Records excerpted from a collection
━━━

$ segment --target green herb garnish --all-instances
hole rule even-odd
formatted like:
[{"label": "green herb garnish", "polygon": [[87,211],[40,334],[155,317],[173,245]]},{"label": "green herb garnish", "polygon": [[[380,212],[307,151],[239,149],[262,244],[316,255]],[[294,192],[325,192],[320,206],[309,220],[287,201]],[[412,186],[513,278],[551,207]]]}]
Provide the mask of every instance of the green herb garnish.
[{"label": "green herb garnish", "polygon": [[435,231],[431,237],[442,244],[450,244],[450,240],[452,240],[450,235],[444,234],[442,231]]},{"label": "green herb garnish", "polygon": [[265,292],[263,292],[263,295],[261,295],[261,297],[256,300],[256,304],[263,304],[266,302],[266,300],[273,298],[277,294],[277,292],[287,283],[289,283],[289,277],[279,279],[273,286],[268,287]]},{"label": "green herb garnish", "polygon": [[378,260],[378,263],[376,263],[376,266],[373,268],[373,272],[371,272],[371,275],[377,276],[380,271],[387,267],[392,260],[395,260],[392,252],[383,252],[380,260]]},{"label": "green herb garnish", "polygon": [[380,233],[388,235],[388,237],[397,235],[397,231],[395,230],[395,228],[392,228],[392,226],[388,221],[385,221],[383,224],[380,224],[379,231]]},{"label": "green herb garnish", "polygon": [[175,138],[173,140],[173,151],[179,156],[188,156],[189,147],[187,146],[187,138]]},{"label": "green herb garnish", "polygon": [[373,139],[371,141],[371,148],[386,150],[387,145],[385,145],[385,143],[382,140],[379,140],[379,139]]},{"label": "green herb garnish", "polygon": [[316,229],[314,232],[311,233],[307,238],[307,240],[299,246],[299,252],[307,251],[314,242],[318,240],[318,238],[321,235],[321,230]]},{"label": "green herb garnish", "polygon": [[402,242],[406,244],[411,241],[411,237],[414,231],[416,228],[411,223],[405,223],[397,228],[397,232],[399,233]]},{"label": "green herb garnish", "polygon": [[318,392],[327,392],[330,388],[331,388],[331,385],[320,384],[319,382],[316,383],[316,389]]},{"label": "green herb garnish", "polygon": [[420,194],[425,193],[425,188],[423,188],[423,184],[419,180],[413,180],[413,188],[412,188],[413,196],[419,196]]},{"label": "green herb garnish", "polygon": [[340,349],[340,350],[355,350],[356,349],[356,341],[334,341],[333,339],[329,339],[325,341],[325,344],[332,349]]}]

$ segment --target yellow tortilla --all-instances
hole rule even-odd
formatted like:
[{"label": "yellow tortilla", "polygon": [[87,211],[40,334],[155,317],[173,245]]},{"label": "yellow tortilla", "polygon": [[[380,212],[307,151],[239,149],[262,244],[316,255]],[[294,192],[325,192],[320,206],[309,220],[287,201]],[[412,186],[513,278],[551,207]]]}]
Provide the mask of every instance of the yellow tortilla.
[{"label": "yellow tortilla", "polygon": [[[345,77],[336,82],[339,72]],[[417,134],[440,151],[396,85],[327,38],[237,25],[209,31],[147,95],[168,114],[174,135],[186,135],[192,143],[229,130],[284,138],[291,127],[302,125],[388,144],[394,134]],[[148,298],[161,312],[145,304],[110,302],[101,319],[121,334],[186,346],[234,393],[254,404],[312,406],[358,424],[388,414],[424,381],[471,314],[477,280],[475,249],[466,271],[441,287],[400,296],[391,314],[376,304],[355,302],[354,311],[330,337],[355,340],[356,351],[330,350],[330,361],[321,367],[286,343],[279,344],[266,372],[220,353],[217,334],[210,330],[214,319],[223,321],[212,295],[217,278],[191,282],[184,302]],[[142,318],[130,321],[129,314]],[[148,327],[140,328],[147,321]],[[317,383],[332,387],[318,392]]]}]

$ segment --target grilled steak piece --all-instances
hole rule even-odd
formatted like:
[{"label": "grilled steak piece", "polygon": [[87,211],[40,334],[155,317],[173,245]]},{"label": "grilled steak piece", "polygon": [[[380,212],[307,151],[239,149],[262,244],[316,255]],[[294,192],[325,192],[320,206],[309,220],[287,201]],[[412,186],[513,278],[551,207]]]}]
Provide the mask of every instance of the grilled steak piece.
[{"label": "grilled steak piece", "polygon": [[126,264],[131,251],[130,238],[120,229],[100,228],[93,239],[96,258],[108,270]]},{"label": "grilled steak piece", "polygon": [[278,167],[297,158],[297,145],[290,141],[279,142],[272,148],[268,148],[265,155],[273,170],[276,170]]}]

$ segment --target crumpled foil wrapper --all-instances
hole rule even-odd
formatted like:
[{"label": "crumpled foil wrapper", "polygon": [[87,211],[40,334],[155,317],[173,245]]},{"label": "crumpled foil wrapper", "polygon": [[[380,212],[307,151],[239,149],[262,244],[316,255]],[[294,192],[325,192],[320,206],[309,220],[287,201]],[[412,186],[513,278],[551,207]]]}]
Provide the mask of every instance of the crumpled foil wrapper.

━━━

[Instruction] Transcribe all of the records above without changing a single character.

[Exercise output]
$ segment --target green herb garnish --all-instances
hole rule even-odd
formatted like:
[{"label": "green herb garnish", "polygon": [[87,211],[40,334],[155,317],[173,245]]},{"label": "green herb garnish", "polygon": [[[380,212],[307,151],[239,149],[262,244],[316,255]],[[294,192],[325,192],[320,206],[309,220],[287,201]],[[412,186],[513,278],[551,207]]]}]
Provide the mask of every instance of the green herb garnish.
[{"label": "green herb garnish", "polygon": [[435,231],[431,237],[442,244],[450,244],[450,240],[452,240],[450,235],[444,234],[442,231]]},{"label": "green herb garnish", "polygon": [[265,292],[263,292],[263,295],[261,295],[261,297],[256,300],[256,304],[263,304],[266,302],[266,300],[273,298],[277,294],[277,292],[287,283],[289,283],[289,277],[279,279],[273,286],[268,287]]},{"label": "green herb garnish", "polygon": [[378,260],[378,263],[376,263],[376,266],[373,268],[373,272],[371,272],[371,275],[377,276],[380,271],[387,267],[392,260],[395,260],[392,252],[383,252],[380,260]]},{"label": "green herb garnish", "polygon": [[380,233],[388,235],[388,237],[397,235],[397,231],[395,230],[395,228],[392,228],[392,226],[388,221],[385,221],[383,224],[380,224],[379,231]]},{"label": "green herb garnish", "polygon": [[175,138],[173,140],[173,151],[179,156],[188,156],[189,147],[187,146],[187,138]]},{"label": "green herb garnish", "polygon": [[373,139],[371,141],[371,148],[386,150],[387,145],[385,145],[385,143],[382,140],[379,140],[379,139]]},{"label": "green herb garnish", "polygon": [[316,229],[314,232],[311,233],[307,238],[307,240],[299,246],[299,252],[307,251],[314,242],[318,240],[318,238],[321,235],[321,230]]},{"label": "green herb garnish", "polygon": [[402,242],[406,244],[411,241],[411,237],[414,231],[416,228],[411,223],[405,223],[397,228],[397,232],[399,233]]},{"label": "green herb garnish", "polygon": [[318,392],[327,392],[330,388],[331,388],[331,385],[320,384],[319,382],[316,383],[316,389]]},{"label": "green herb garnish", "polygon": [[420,194],[425,193],[425,188],[423,188],[423,184],[419,180],[413,180],[413,188],[412,188],[413,196],[419,196]]},{"label": "green herb garnish", "polygon": [[340,349],[340,350],[355,350],[356,349],[356,341],[334,341],[333,339],[329,339],[325,341],[325,344],[332,349]]}]

$ segment --target yellow tortilla --all-instances
hole rule even-odd
formatted like:
[{"label": "yellow tortilla", "polygon": [[87,211],[40,334],[155,317],[173,245]]},{"label": "yellow tortilla", "polygon": [[[380,212],[307,151],[239,149],[262,244],[316,255]],[[294,192],[325,192],[320,206],[309,220],[287,201]],[[412,186],[513,278],[551,207]]]}]
Provide the mask of every instance of the yellow tortilla.
[{"label": "yellow tortilla", "polygon": [[[345,77],[336,82],[339,72]],[[417,134],[440,151],[396,85],[327,38],[237,25],[209,31],[147,95],[168,114],[174,135],[186,135],[192,143],[229,130],[284,138],[291,127],[302,125],[388,144],[394,134]],[[148,298],[161,312],[145,304],[110,302],[101,319],[121,334],[186,346],[234,393],[254,404],[312,406],[358,424],[388,414],[424,381],[471,314],[477,280],[475,249],[466,271],[441,287],[400,296],[391,314],[376,304],[355,302],[354,311],[330,337],[355,340],[356,351],[330,350],[330,361],[321,367],[286,343],[279,344],[266,372],[220,353],[217,334],[210,330],[214,319],[223,321],[212,295],[217,278],[191,282],[184,302]],[[142,318],[130,321],[129,314]],[[148,327],[140,328],[147,321]],[[317,383],[332,387],[318,392]]]}]

$ segment --target grilled steak piece --all-instances
hole rule even-odd
formatted like:
[{"label": "grilled steak piece", "polygon": [[87,211],[40,334],[155,317],[173,245]]},{"label": "grilled steak piece", "polygon": [[[380,212],[307,151],[239,149],[262,244],[316,255]],[[294,192],[325,192],[320,206],[309,220],[287,201]],[[412,186],[513,278],[551,207]]]}]
Provide the mask of every instance of the grilled steak piece.
[{"label": "grilled steak piece", "polygon": [[126,264],[131,251],[130,238],[120,229],[100,228],[93,239],[96,258],[108,270]]},{"label": "grilled steak piece", "polygon": [[278,167],[297,158],[297,145],[290,141],[279,142],[272,148],[268,148],[265,155],[273,170],[276,170]]}]

$ segment --target crumpled foil wrapper --all-instances
hole rule even-odd
formatted like:
[{"label": "crumpled foil wrapper", "polygon": [[87,211],[40,334],[155,317],[173,245]]},{"label": "crumpled foil wrapper", "polygon": [[[380,212],[307,151],[239,149],[262,244],[316,255]],[[294,192],[325,192],[320,206],[309,220],[287,201]],[[412,186],[513,278],[551,207]]]}]
Provide the mask of every instance of the crumpled foil wrapper.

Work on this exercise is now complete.